------ Dataset content ------
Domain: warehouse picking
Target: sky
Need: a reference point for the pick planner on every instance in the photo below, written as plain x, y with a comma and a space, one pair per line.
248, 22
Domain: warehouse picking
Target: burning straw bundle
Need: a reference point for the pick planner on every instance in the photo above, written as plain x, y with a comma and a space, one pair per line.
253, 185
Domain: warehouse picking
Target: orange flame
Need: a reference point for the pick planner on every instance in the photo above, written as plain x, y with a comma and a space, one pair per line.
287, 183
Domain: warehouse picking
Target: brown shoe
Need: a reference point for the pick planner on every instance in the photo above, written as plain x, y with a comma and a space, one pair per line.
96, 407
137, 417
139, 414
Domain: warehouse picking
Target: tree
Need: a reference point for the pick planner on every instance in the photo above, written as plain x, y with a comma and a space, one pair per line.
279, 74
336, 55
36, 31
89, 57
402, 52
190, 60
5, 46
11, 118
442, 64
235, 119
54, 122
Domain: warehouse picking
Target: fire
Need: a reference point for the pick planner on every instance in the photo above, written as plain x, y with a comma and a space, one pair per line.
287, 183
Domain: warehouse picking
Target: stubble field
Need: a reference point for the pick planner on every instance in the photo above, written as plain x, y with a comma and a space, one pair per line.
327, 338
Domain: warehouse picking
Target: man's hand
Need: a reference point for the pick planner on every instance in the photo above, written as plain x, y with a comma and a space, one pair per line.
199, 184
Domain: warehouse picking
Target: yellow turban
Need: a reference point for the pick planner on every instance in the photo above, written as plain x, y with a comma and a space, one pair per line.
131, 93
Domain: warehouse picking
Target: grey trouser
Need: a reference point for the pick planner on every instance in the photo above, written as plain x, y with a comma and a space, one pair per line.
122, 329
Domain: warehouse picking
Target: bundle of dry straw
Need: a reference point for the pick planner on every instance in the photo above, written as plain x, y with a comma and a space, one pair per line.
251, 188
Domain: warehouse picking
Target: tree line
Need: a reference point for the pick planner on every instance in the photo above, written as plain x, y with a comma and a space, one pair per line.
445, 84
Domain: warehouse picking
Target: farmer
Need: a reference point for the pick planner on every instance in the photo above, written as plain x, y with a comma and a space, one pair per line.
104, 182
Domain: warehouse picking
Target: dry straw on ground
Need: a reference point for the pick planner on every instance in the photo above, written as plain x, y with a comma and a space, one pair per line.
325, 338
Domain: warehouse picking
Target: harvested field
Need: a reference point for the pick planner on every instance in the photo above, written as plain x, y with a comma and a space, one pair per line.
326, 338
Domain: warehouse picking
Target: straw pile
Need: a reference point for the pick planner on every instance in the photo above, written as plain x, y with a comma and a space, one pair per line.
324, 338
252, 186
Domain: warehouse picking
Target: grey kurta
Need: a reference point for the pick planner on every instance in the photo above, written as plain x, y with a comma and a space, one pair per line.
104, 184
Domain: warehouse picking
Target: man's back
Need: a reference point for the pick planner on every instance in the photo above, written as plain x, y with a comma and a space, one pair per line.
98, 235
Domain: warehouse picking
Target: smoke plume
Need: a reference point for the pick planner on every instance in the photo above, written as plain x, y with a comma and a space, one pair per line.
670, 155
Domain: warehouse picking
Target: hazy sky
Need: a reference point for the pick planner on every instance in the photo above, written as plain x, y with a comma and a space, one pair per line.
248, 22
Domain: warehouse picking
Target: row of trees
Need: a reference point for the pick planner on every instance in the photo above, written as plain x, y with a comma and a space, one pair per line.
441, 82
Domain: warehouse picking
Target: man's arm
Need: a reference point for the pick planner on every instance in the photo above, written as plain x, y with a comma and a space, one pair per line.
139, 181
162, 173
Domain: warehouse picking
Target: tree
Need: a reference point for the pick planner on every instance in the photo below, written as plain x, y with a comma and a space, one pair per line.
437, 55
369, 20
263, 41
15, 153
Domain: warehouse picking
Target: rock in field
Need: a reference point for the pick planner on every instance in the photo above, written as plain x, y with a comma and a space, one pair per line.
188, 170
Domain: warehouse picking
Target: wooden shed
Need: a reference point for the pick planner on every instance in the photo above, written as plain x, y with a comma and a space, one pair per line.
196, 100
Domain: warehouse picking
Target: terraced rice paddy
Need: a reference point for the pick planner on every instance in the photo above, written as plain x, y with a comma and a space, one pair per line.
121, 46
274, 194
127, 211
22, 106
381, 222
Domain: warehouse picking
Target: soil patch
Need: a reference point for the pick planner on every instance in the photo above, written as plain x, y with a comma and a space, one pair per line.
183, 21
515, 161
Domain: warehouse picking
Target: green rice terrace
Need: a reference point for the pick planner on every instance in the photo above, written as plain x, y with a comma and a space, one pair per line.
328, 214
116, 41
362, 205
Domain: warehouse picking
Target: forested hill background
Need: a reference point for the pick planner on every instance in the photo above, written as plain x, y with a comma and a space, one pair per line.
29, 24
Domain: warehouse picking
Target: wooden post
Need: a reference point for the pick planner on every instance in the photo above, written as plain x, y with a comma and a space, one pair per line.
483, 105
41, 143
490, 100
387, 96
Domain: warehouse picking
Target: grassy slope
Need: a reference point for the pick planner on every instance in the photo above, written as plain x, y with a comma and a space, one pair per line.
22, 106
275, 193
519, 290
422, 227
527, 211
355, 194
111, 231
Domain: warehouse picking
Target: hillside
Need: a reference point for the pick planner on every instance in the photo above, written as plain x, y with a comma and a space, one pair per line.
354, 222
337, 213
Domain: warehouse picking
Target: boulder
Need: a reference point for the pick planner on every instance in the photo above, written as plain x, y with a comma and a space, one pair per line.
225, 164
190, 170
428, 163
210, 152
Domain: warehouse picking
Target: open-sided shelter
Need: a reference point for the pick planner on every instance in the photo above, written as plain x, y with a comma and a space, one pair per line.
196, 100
------
Written exercise: Return every entry verbatim.

Response to this exercise:
Domain: warehouse picking
Target: sky
Need: a reference point for the pick planner on every instance in the photo below, written as plain x, y with a comma and a space, one pair per line.
248, 22
Domain: warehouse picking
Target: burning straw bundle
Need: a reference point for the pick planner on every instance in the photo above, written as plain x, y with a comma and a space, one pair per line.
253, 185
Domain: warehouse picking
Target: orange flame
Need: a reference point for the pick planner on every instance in the photo above, written as plain x, y with a comma and a space, one pair per line.
287, 183
Domain: warehouse picking
Target: brown shoe
Need: a reference point for the pick planner on every instance in the photo above, written as plain x, y with a comma and a space, one pair per line.
96, 407
137, 417
139, 414
Domain: warehouse picking
Target: tree
Need: a reference point for the pick planner on every instance in the photo above, written as plain x, y with a comma and a space, one pair per line.
279, 74
336, 55
36, 31
89, 57
402, 52
190, 60
5, 46
11, 118
442, 64
235, 119
54, 122
Domain: warehouse picking
Target: fire
Need: a reference point for the pick planner on every instance in the photo above, written as plain x, y with a comma and a space, one pair per line.
287, 183
Domain: warehouse picking
Target: stubble field
Need: a reference point for the pick planner on every instance in the photo above, written as plain x, y with a comma and a space, one pair per line.
327, 338
Domain: warehouse picking
Target: man's hand
Need: a reference point for the pick planner on every instance in the photo above, written as plain x, y with a comma and a space, one pair per line.
199, 184
Domain: warehouse picking
Target: yellow turban
Need: a reference point for the pick planner on every instance in the photo above, written as plain x, y with a comma and a space, one pair per line.
131, 93
Domain: warehouse picking
Target: grey trouser
Need: a reference point for the pick planner on every instance in the photo above, written as plain x, y with a comma and a space, one pair per line.
122, 329
Domain: warehouse picking
Target: bundle of dry straw
Need: a reference point for the pick planner on every instance in the photo above, written as plain x, y with a comma and a space, one pair per line.
251, 188
Domain: warehouse picking
Target: tree line
Need: a reference point for the pick planner on every instance in the photo above, written as plain x, y with a comma and a space, one pair per line.
445, 84
Domain: warehouse picking
Target: farmer
Need: a reference point for the pick planner on every instance in the photo above, written as plain x, y with a comma and a space, one pair per line.
104, 182
Domain: warehouse picking
Target: dry straw on ground
Need: a reference point for the pick planner on every instance in the photo above, written as plain x, y with a comma and a space, one pair per line.
325, 338
Domain: warehouse picking
Target: harvested field
Need: a reference point for the pick planner on every instance in the photo above, written as plain x, y with a comma and a space, one pair per line.
326, 338
Domain: warehouse picking
Target: straw pile
Need: a reference point for the pick planner on every instance in the photo above, written as plain x, y with a comma and a space, one pair per line.
324, 338
252, 186
Domain: warehouse picking
Target: grey kurta
Need: a reference point for the pick planner on every instance in the photo above, written as plain x, y with a comma and a space, one pair per line.
104, 184
Domain: warehouse picking
Target: man's back
Need: a reference point for the pick planner on every instance in the photo above, written as plain x, y with a comma and a space, one pair per line.
98, 235
Domain: warehouse picking
Target: smoke plume
Need: a reference point for the pick planner on every instance in the photo above, written as plain x, y with a comma and a space, one pair per line.
670, 155
Domain: warehouse picking
Target: hazy sky
Need: a reference point for the pick planner on every instance in the photo above, written as plain x, y with a comma and a space, one pair per line.
248, 22
Domain: warehouse picking
Target: row of trees
Need: a reference point for the pick planner on every instance in the photo above, written as plain x, y with a comma and a space, one pair per line.
441, 82
Domain: warehouse picking
Target: man's arm
Need: a reference point for the pick planner on every instance in the photo above, written as plain x, y with a comma and a space, one pair per line.
139, 181
162, 173
Domain: warehouse picking
Target: tree
Need: a reference point for the pick planner on every instance in the photo below, written as plain x, y with a comma and a space, one pair per line.
437, 55
369, 20
263, 41
15, 153
Domain: warehouse picking
Target: rock in field
Need: a reference point for the pick planner on every instance in the photo above, written as plain x, y with a comma and a space, one pair per line.
188, 170
Domain: warehouse picking
Target: wooden shed
Need: a reference point for the pick planner on every instance in the photo above, written as plain x, y with a comma and a space, one pair per line.
196, 100
Domain: warehouse picking
Target: terraced rice paddy
Need: a reference point for the pick planner on every instance in the photo above, written as plain x, y with a comma and a space, one pair per line.
121, 46
274, 194
127, 211
22, 106
381, 222
Domain: warehouse picking
Target: soil patch
Need: a reference point for the pick planner on every instance in the photo above, written as plain x, y with a comma and a space, one pair per line.
183, 21
515, 161
Domain: warehouse picking
Target: green rice terrace
Need: a reference point for the pick planner on every instance in the photo above, written as plain x, y with a comma and a space, one pair per line.
328, 214
116, 41
362, 205
Domain: warehouse picking
Target: forested hill background
Need: a reference point for the pick planner on every instance in the photo above, written as plain x, y with a comma and a space, one pair per line.
29, 24
Domain: warehouse picking
Target: wooden post
Need: a reference point for the pick planner on every instance in the photo above, written as plain x, y with a comma and a space, one pair per line.
483, 105
41, 143
490, 100
387, 96
Domain: warehouse picking
Target: grassy slope
Need: a reference point for the pick planner on every instance in the photo above, written as plain x, y with a comma and a space, one pair per line.
22, 106
275, 193
519, 290
422, 227
527, 211
355, 194
111, 231
Domain: warehouse picking
Target: hillside
Need: a reference point for the pick planner on every instance in the photo above, written as plain x, y with a comma and a space, one pair per line.
354, 222
337, 213
Domain: warehouse picking
Target: boulder
Need: a reference point for the pick planner on every instance in the photo above, written as plain x, y with a comma and a space, one pair per line.
225, 164
190, 170
428, 163
210, 152
Domain: warehouse picking
Target: open-sided shelter
Need: a reference point for the pick planner on every instance in the photo above, written as plain x, y with a comma and a space, one pair per line.
196, 100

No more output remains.